READING PASSAGE:
== Segment start ==

Last weekend at the coffee shop where I usually work, I overheard someone at the next table sharing every detail of their business venture with a near-stranger. Revenue numbers, partner conflicts, future plans. Nothing was off limits.
I found myself cringing into my laptop.
Look, I’m all for authenticity and building genuine connections. But there’s a difference between being real and oversharing everything to everyone. And I’ve learned this the hard way, both in building my writing business and in navigating the sometimes-tricky waters of sharing family life online.
The most successful people I’ve encountered, whether they’re building businesses, raising families, or both, understand something crucial: strategic privacy isn’t about being secretive or fake. It’s about protecting your energy, your relationships, and your growth.
1) Their income and financial details
Money talk makes people uncomfortable for a reason.
When you broadcast your earnings, whether you’re doing well or struggling, you invite unnecessary comparison, judgment, and sometimes resentment.

== Segment end ==

REQUEST A:
Write out the listing word for word, everything from its first line down to the line containing "positive clicks: (993, 500)", with both of those lines included.

PROVIDED MATERIAL:
== Segment start ==

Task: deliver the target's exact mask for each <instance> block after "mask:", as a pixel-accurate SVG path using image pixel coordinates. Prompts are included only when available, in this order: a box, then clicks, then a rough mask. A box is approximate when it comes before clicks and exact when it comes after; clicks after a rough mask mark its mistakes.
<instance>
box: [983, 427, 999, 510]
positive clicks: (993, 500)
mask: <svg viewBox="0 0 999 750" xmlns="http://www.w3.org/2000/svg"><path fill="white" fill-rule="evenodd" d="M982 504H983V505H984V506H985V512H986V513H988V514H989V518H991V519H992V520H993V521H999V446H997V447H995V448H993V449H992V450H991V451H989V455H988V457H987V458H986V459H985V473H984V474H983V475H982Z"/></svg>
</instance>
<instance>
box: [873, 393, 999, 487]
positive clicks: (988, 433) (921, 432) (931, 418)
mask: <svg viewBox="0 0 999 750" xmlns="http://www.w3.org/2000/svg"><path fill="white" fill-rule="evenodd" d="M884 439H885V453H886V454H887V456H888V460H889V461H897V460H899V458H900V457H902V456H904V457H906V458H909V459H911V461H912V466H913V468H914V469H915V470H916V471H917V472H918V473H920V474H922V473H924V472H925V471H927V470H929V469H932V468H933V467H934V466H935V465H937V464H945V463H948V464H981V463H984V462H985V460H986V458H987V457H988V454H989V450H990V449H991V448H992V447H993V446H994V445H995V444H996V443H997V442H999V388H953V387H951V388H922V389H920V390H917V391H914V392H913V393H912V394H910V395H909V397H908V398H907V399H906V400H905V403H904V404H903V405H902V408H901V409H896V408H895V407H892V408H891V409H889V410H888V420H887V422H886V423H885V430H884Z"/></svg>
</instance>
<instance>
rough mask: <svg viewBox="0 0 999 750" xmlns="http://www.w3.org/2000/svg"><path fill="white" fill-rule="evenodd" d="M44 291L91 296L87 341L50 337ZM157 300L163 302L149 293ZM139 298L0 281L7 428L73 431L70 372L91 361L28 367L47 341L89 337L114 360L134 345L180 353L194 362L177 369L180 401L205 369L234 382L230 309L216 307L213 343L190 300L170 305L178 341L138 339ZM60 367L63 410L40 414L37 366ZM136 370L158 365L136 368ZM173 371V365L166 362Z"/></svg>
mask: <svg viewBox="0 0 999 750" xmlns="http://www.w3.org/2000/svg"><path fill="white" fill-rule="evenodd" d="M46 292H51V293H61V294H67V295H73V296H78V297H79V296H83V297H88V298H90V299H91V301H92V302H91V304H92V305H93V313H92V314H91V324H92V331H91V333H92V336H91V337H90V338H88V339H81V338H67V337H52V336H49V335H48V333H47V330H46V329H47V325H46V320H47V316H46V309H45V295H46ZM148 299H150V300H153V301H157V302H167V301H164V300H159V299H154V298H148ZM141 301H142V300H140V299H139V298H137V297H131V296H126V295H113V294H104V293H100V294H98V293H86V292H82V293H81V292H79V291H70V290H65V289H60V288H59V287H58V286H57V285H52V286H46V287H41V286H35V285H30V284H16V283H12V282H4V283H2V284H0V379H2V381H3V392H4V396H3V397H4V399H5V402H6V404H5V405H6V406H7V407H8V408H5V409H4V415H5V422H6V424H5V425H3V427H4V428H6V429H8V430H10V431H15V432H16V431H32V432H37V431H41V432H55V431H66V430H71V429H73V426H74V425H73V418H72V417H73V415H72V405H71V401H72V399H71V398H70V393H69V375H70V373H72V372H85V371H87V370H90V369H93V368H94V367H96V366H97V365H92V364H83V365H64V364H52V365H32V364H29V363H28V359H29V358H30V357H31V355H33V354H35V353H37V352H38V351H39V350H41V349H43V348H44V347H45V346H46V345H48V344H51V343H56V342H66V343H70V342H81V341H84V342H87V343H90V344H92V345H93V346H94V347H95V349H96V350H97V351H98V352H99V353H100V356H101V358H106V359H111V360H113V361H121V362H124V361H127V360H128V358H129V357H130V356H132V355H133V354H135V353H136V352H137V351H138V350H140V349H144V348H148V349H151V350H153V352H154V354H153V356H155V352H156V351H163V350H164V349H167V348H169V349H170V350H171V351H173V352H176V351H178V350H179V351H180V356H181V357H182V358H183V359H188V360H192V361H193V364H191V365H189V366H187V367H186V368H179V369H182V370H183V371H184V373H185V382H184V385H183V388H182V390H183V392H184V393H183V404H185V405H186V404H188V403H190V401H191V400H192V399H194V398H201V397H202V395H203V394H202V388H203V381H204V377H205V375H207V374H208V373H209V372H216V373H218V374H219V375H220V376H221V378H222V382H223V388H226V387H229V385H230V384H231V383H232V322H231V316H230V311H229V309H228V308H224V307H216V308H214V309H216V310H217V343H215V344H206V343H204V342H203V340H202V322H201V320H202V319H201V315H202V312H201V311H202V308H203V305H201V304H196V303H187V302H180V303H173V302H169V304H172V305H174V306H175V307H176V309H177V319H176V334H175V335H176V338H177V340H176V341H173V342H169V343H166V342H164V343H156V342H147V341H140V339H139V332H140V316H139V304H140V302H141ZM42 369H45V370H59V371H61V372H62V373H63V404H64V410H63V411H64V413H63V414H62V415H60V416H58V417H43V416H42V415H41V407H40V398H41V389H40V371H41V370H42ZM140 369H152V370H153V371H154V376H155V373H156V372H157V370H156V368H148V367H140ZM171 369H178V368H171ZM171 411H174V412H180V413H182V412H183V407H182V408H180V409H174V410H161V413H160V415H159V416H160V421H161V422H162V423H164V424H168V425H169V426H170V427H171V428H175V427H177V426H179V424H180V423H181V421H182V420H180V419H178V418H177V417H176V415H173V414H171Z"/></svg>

== Segment end ==

REQUEST B:
Continue the piece on keeping things private, picking up right after its last sentence.

EXERCISE RESULT A:
Task: deliver the target's exact mask for each <instance> block after "mask:", as a pixel-accurate SVG path using image pixel coordinates. Prompts are included only when available, in this order: a box, then clicks, then a rough mask. A box is approximate when it comes before clicks and exact when it comes after; clicks after a rough mask mark its mistakes.
<instance>
box: [983, 427, 999, 510]
positive clicks: (993, 500)

EXERCISE RESULT B:
I learned this when I first started freelance writing and would casually mention my rates or monthly income to other parents. The shift in some friendships was subtle but real.
Successful people keep their financial details private because money is one of the most emotionally charged topics out there. Your college friend doesn’t need to know you’re struggling this month, and your neighbor doesn’t need to know you just landed a huge contract.
This protects both you and your relationships from the weird energy that money conversations can create.
2) Their next big move before it’s solid
There’s something exciting about a new idea, isn’t there? You want to tell everyone.
But here’s what I’ve noticed: the more you talk about what you’re going to do, the less likely you are to actually do it. It’s like your brain gets the satisfaction hit from sharing the plan without having to do the hard work of execution.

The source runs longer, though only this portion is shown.